- **Data lines**:
[BEGIN]

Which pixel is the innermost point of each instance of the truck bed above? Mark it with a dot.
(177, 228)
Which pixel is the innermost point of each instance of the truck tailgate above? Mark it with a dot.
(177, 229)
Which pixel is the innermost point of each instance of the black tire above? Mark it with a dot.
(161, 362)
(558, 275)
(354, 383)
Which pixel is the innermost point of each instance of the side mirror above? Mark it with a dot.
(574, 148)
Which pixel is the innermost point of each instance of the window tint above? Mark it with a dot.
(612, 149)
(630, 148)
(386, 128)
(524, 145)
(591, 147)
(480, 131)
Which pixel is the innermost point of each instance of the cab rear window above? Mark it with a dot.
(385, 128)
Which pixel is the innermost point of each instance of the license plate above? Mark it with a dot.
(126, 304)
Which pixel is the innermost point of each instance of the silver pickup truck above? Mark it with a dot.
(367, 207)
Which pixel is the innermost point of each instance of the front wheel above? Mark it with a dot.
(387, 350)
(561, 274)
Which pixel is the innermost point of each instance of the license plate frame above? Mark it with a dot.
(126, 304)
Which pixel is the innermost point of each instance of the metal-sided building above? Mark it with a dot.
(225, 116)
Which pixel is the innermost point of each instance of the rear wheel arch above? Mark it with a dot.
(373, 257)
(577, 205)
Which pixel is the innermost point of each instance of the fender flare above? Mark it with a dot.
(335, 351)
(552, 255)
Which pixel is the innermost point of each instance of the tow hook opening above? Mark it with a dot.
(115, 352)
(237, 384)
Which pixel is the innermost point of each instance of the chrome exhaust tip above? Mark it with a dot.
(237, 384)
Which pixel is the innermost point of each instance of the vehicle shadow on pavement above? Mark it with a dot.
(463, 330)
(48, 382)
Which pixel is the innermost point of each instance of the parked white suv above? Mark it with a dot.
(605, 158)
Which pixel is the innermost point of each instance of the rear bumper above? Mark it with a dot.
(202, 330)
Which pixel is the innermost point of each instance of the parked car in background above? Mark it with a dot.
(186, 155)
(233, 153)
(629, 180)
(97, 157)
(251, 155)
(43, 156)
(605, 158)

[END]

- **Stated exercise**: Can you copy the records from the line containing "bumper above? Mark it with a dot." through the end of the records, changing "parked car in background" to "parked vehicle in background" and keeping everything else the same?

- **Response to the exercise**:
Which pixel is the innermost point of each instance of the rear bumper above? Mark it with a dot.
(202, 330)
Which pixel is the innermost point of each instance of the parked vehicle in background above? Mark it with a dot.
(186, 155)
(233, 153)
(629, 180)
(97, 157)
(251, 155)
(43, 156)
(605, 158)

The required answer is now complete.